Walcyr Carrasco, em desamor à vida.









Não me importo com juízos de valores, sou o que preciso, desde que não me dê a contextos violentos ou condutas que  ultrapassem  meus limites  invadindo o espaço alheio, e isso é o que conta no que faço,na forma como vejo o mundo , na maneira como penso , ou seja, na minha necessidade contínua em estabelecer críticas quanto a existência.

Ao ler um texto de Walcyr Carrasco, na revista época, onde ele trata as relações atuais, refleti muito, pois, mesmo que a “genialidade” dessa grande roteirista possa ser referência de atualidade, senti a necessidade em questionar uma de suas frases. Disse ele: “Muitas vezes é a traição que pode salvar um relacionamento”.

Já vi casamentos se fortalecerem através das mais intensas crises, entretanto, todos os que envolviam episódios onde o contexto da traição esteve presente, por mais que tenham sobrevivido, esbarram na insegurança e no deslocamento de intensa dor ao associarem-se ao trauma vivido, remontando o cenário agora imaginário e completamente repleto de fantasias atormentadoras.

Não concebo que “salvar um relacionamento através da “traição” possa trazer nenhuma forma de alívio a quem quer que seja, ao contrário, as experiências, mesmo que tragam prazeres rápidos e  momentâneos, geram  uma elevada dose de conflitos entre o ato efêmero finalizado por um orgasmo e a dura realidade de uma relação adoecida e  abandonada por diversas circunstâncias .

Quando estamos com alguém, por mais que nos sintamos abandonados em determinadas ocasiões, não sei se o melhor caminho esteja em aventurar por um terreno ao qual possa arrastar uma vida toda ao mais profundo descrédito e fracasso.  Sim , romper laços, em primeiro lugar, requer a dignidade em saber que há uma outra pessoa a qual estabelecemos alianças e pactos, tornando-nos, assim, responsáveis não apenas pelo que é singular, “meu”, mas, pelo que torna-se nosso, e isso nos leva a sermos cautelosos e responsáveis até mesmo na hora em dizermos que não dá mais. Não dá para salvar nenhum relacionamento afogando o outro na mais profunda decepção, nem tampouco, atira-lo nos profundos oceanos da angústia.

———

* _O que fazer_
1. No texto sobre traição e relacionamentos, qual frase de Walcyr Carrasco o autor decide questionar?
2. Continue o texto sobre traição e relacionamentos a partir da última frase apresentada.

Uma série de registros
———

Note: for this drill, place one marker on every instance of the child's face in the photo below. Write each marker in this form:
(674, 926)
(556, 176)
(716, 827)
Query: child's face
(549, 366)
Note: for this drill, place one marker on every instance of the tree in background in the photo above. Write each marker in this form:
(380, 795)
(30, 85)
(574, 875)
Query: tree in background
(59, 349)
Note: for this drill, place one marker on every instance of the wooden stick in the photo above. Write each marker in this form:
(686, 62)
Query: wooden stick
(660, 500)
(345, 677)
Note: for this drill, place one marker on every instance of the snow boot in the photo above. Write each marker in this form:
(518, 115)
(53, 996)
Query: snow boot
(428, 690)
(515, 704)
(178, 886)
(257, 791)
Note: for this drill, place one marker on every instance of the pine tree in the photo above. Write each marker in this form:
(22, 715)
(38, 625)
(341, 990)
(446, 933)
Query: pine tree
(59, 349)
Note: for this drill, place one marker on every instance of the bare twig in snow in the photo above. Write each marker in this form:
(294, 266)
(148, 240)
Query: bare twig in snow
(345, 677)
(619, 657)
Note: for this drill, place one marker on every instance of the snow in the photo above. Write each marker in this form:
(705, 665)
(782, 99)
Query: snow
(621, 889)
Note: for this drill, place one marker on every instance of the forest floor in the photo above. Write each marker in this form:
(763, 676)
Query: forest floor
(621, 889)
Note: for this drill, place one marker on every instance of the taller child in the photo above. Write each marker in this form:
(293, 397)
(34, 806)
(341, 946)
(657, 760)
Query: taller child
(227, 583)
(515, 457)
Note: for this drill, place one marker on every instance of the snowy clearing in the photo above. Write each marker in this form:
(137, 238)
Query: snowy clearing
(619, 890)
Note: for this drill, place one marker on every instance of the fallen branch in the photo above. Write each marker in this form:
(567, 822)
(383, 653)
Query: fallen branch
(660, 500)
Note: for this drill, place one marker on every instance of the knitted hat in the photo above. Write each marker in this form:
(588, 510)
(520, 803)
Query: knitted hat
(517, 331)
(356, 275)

———

* _Lista de respostas_
1. "Muitas vezes é a traição que pode salvar um relacionamento".

2.
As pessoas, por mais que consigam por algumas horas sentirem-se bem em decorrência de seus orgasmos e “suas paixonites”não conseguirão escapar da realidade, e então, se depararão com a sombra que pode estar sobre duas pessoas que não mais se veem como luz na vida da relação. É justamente nesse momento em que devem saber as consequências das escolhas feitas, e que as mesmas podem arrastar dezenas de pessoas a grande um  sofrimento: os casais, os filhos, as famílias, os amigos. Não há como negar, mas, por mais que tentemos ser imparciais , quando algo dessa natureza explode na vida de pessoas as quais estimamos, por mais que tentemos estabelecer certa indiferença, num dado momento, somos pegos num ato reflexivo quanto ao fato que causa tanta dor.

Não construo esse texto com bases religiosas, aliás, as religiões por mais que sejam instrumentos constitutivos de preceitos morais, sempre foram palco das mais temerárias traições e açoites sobre a humanidade. Também não utilizo nenhuma teoria, afinal, a ciência e sua apatia estão numa função reducionista estabelecendo a grande manipulação tentar gerar a crença em verdades absolutas, e elas, penso eu, são a mais sórdida forma em trair nossas subjetividades. Verdades absolutas entorpecem, geram um conforto ilusório que mais cedo ou mais tarde irá estourar no peito dos que carregam tudo o que é mal resolvido, sendo esse, o caminho para transtornos mais diversos, principalmente , os psicossomáticos. Aí, então, a vida revela-se não como uma novela cujos capítulos baseiam-se nas projeções de quem os escreve, mas, na dura realidade dos que perdem-se na certeza atormentadora do desamor à vida.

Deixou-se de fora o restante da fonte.